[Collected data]
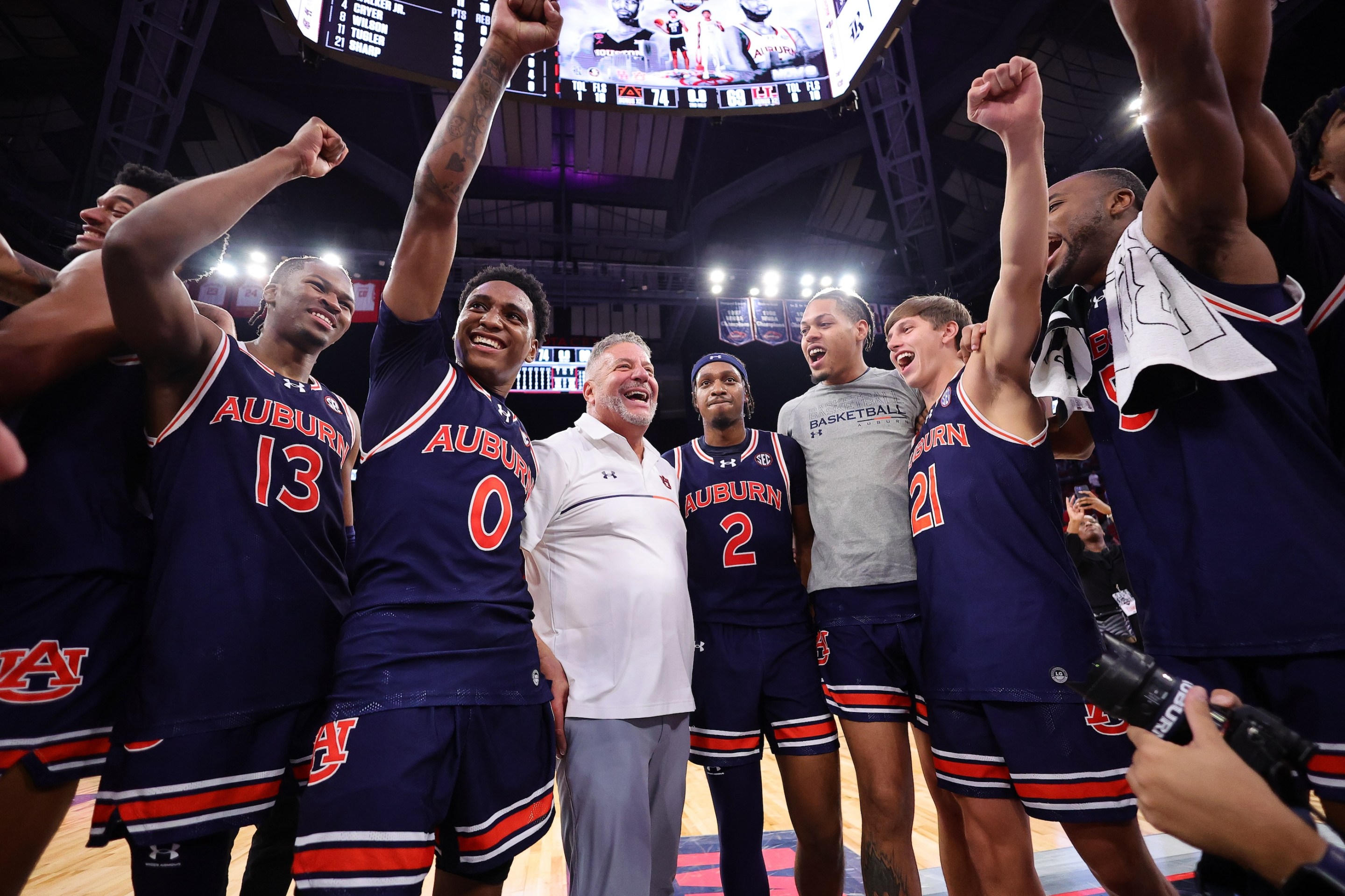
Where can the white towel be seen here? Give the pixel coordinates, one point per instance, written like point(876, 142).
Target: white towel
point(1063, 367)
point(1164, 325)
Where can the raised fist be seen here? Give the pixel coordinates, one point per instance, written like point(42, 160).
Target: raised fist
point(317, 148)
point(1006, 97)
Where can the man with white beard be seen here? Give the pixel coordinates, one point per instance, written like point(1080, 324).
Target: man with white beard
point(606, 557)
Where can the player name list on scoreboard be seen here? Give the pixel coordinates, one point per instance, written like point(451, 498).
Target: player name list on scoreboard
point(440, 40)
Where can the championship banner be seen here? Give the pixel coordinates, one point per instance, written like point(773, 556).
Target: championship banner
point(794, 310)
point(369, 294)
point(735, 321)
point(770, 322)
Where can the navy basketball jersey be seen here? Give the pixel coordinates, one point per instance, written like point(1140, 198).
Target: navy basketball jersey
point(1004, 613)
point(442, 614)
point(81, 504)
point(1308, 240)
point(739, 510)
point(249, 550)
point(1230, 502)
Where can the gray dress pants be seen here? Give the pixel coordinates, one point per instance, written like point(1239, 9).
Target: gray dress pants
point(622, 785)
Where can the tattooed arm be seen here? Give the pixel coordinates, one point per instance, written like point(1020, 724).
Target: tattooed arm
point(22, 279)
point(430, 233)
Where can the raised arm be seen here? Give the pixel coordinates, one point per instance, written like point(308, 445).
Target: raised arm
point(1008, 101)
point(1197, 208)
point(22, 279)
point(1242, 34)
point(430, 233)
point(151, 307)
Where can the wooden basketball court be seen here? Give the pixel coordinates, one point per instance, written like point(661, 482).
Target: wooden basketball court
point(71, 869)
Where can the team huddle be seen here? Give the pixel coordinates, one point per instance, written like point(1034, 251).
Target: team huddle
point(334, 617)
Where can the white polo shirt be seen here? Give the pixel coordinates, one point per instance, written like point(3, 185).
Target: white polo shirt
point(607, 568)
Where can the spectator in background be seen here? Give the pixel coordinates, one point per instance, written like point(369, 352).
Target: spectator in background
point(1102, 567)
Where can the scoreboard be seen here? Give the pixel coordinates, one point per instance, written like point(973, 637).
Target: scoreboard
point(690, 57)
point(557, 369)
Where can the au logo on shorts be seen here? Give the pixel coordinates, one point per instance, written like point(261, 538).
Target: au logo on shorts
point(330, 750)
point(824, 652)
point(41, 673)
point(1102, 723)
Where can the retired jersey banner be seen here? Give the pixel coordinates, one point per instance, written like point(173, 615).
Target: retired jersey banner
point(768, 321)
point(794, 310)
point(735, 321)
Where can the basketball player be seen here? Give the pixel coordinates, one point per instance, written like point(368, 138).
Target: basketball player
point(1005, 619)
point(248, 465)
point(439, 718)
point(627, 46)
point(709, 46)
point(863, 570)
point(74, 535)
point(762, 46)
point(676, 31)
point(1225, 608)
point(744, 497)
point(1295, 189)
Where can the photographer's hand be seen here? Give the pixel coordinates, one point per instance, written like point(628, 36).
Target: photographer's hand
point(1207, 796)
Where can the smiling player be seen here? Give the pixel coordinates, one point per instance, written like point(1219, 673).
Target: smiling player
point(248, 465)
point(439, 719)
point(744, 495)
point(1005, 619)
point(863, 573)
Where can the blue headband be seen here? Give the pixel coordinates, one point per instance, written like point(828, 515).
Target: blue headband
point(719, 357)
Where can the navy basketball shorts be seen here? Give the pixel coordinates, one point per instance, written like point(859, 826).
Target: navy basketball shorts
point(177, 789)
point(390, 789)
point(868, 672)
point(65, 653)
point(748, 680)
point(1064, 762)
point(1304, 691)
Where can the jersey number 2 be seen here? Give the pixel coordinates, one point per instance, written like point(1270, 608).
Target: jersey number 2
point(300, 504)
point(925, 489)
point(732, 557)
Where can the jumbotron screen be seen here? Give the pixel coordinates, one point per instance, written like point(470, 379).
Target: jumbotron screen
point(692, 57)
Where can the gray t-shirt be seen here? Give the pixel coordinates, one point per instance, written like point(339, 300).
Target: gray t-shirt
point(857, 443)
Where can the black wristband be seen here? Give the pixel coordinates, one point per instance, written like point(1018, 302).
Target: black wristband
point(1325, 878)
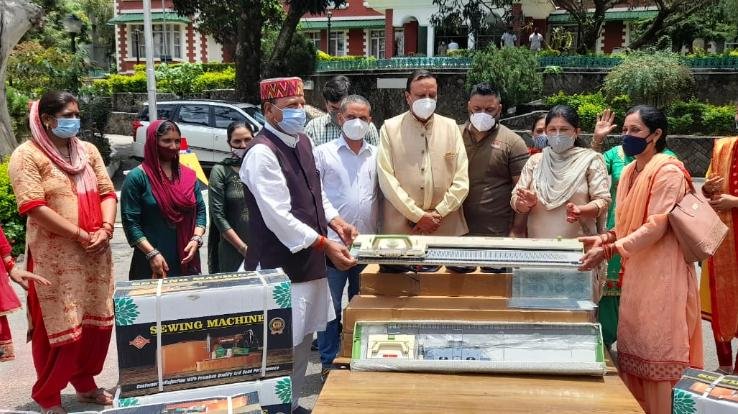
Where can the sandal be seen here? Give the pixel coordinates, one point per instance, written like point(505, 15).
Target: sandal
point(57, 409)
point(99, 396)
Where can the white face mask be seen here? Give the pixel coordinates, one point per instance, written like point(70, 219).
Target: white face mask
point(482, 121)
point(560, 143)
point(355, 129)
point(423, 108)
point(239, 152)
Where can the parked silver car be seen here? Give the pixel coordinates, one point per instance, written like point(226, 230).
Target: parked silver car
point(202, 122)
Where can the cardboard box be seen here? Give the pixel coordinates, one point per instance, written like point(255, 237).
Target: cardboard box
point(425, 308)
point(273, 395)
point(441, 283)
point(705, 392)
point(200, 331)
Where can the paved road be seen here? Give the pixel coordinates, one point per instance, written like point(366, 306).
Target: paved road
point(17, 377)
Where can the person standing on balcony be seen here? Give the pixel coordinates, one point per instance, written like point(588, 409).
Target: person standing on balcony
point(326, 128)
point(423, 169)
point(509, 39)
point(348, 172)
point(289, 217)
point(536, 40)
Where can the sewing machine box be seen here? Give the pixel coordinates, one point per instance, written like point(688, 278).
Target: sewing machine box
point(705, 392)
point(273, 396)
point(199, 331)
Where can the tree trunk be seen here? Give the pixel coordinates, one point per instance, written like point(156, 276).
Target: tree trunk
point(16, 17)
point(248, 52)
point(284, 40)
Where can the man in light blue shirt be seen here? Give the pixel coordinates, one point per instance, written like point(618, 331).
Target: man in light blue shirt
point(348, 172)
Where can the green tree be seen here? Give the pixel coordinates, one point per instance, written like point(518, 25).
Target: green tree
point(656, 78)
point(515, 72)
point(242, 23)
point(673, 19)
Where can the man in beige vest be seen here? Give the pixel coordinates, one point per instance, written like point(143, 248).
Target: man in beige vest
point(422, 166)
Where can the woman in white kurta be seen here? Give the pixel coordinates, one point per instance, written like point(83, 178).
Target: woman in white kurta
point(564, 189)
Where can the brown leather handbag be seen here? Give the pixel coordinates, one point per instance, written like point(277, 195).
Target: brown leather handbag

● PROBLEM TO WORK ON:
Please output every line of the records above as a numbered list, with blank lines and the pictures left out.

● CORRECT ANSWER:
1. Where can the white towel be seen here? Give the pixel coordinates, one point per instance, written like point(876, 142).
2. Target: white towel
3. point(1063, 367)
4. point(1164, 325)
5. Where can the raised fist be seen here? Give the pixel coordinates, one point per instance, written like point(42, 160).
6. Target: raised fist
7. point(317, 148)
8. point(1006, 97)
9. Where can the man with white beard be seen here? Give the pixel coordinates, one point per instance, written like point(1080, 324).
10. Target: man with white beard
11. point(606, 557)
12. Where can the player name list on scoreboard be seen here? Give the pixel coordinates, one point per instance, written like point(451, 498).
13. Target: player name list on scoreboard
14. point(440, 40)
15. Where can the championship banner be seen here? Give the pixel coordinates, one point per instance, written like point(773, 556).
16. Target: championship banner
17. point(794, 310)
18. point(369, 294)
19. point(735, 321)
20. point(770, 322)
21. Where can the navy basketball jersey be seen here? Give the pixel coordinates, one point per instance, written like point(1140, 198).
22. Target: navy basketball jersey
23. point(1004, 613)
24. point(442, 614)
25. point(81, 504)
26. point(1308, 240)
27. point(739, 510)
28. point(249, 550)
29. point(1230, 502)
30. Where can the gray dress pants be seen here? Give the pixel coordinates, one point per instance, written like point(1239, 9).
31. Target: gray dress pants
32. point(622, 785)
33. Where can the tattooed arm be seen here? Give the pixel coordinates, one point per instance, written like point(1020, 724).
34. Target: tattooed arm
35. point(22, 279)
36. point(430, 233)
37. Where can the raised arm be seen here? Give the pixel coordinates, one point per instance, written like point(308, 445).
38. Target: raised arm
39. point(1008, 101)
40. point(1197, 208)
41. point(22, 279)
42. point(1242, 34)
43. point(430, 233)
44. point(151, 307)
45. Where can the wooden basketball court be seen here? Give the pixel coordinates, one point per instance, written like point(661, 482).
46. Target: wooden basketball court
47. point(71, 869)
48. Where can the team huddle be seen here? Give the pixel coordinates, one point per instance, written like point(1034, 251).
49. Target: team huddle
50. point(334, 617)
51. Where can the white polo shirt be seen here? Give the pixel coordinates, one point per instance, written like point(3, 185).
52. Target: white polo shirt
53. point(607, 568)
54. Where can the spectator in background be seen here? Give the pixel coordinates, one point per instance, written like point(369, 352).
55. Target: spectator in background
56. point(1102, 567)
57. Where can the scoreboard be seen here? Give the pixel coordinates, one point per instance, written like point(973, 637).
58. Target: scoreboard
59. point(690, 57)
60. point(557, 369)
61. Where can the au logo on shorts be seen here? Give the pixel coordinates, one point per instance, written like point(261, 538).
62. Target: au logo on shorts
63. point(330, 750)
64. point(824, 652)
65. point(41, 673)
66. point(1102, 723)
67. Where can the retired jersey banner be seen here? Give the pixel coordinates, one point per instance, written like point(173, 615).
68. Target: retired jersey banner
69. point(768, 321)
70. point(794, 310)
71. point(735, 321)
72. Where can the basketball player be seen here? Give the pixel coordinates, one point per instance, written like point(368, 138).
73. Target: basketball player
74. point(1005, 619)
75. point(248, 465)
76. point(439, 718)
77. point(627, 46)
78. point(709, 46)
79. point(863, 570)
80. point(74, 535)
81. point(762, 46)
82. point(676, 31)
83. point(1225, 608)
84. point(744, 497)
85. point(1295, 189)
86. Where can the photographer's hand be seen here? Give the pixel coordinates, one point per instance, written like point(628, 36).
87. Target: photographer's hand
88. point(1207, 796)
89. Where can the smiling player be seen here? Give the pixel coordinates, one point per instance, written like point(1219, 673).
90. Target: smiling player
91. point(248, 465)
92. point(439, 719)
93. point(744, 495)
94. point(1005, 619)
95. point(863, 573)
96. Where can the blue headband be seen here? Give the pixel coordinates, one point per instance, written like point(828, 515).
97. Target: blue headband
98. point(719, 357)
99. Where can the navy basketball shorts be seen here? Give the pixel coordinates, one point per instance, written like point(859, 826).
100. Target: navy basketball shorts
101. point(177, 789)
102. point(390, 789)
103. point(868, 672)
104. point(65, 653)
105. point(748, 680)
106. point(1064, 762)
107. point(1304, 691)
108. Where can the jersey number 2 be seen here? Give the pixel coordinates, one point per instance, written like point(1270, 608).
109. Target: jersey number 2
110. point(300, 504)
111. point(925, 489)
112. point(732, 557)
113. Where can the jumbotron screen be seen here? Give the pixel coordinates, one point per instance, written like point(470, 379).
114. Target: jumbotron screen
115. point(692, 57)
116. Where can the gray t-shirt be seen here? Give the pixel coordinates, one point per instance, written like point(339, 300).
117. Target: gray t-shirt
118. point(857, 443)
119. Where can the black wristband be seen here? Give the pixel coordinates, one point per instance, written like point(1018, 302).
120. Target: black wristband
121. point(1325, 878)
122. Where can the sandal be seen here? Give the pixel coordinates, one point per instance, written like point(505, 15).
123. Target: sandal
124. point(57, 409)
125. point(99, 396)
126. Where can the white face mask be seen here? Give the pixel coordinates, one point per instance, written like point(70, 219).
127. Target: white face mask
128. point(482, 121)
129. point(560, 143)
130. point(355, 129)
131. point(423, 108)
132. point(239, 152)
133. Where can the parked silver car be seen here? Give the pixel coordinates, one point per instance, written like point(226, 230).
134. Target: parked silver car
135. point(202, 122)
136. Where can the cardboard box be seen here? Give the pixel coordinates, one point per instance, written like point(255, 237).
137. Target: cardboard box
138. point(425, 308)
139. point(273, 395)
140. point(441, 283)
141. point(705, 392)
142. point(200, 331)
143. Where can the paved road be seen here? Give the pixel coordinates, one point per instance, written like point(366, 306).
144. Target: paved road
145. point(17, 377)
146. Where can the person standing on balcony be seen here? Give the pixel coordinates, one point per instance, written like point(588, 409).
147. Target: person standing on balcony
148. point(326, 128)
149. point(423, 169)
150. point(509, 39)
151. point(348, 172)
152. point(289, 217)
153. point(536, 40)
154. Where can the sewing machine box be seen here? Give the pixel coordinates, one point per instance, written like point(688, 278).
155. Target: sewing machine box
156. point(705, 392)
157. point(273, 396)
158. point(199, 331)
159. Where can the tree trunk be seen here? Give the pixel coordinates, one point per instance, written like point(156, 276).
160. Target: tree trunk
161. point(16, 17)
162. point(248, 52)
163. point(284, 40)
164. Where can the man in light blue shirt be seen here? Give the pixel coordinates, one point per instance, written like point(618, 331).
165. Target: man in light blue shirt
166. point(348, 172)
167. Where can the green tree be seen here? Give the pixel coordinates, one point per instance, written like point(518, 25).
168. Target: green tree
169. point(656, 78)
170. point(515, 72)
171. point(242, 23)
172. point(673, 19)
173. Where can the man in beige vest be seen here? Give the pixel coordinates, one point per instance, written like point(143, 248).
174. Target: man in beige vest
175. point(422, 166)
176. Where can the woman in white kurta be seen here? Give the pixel coordinates, one point per instance, written like point(83, 178).
177. Target: woman in white kurta
178. point(564, 189)
179. Where can the brown leather handbag be seen here? Give the pixel coordinates, one point per instance, written like point(277, 195).
180. Target: brown leather handbag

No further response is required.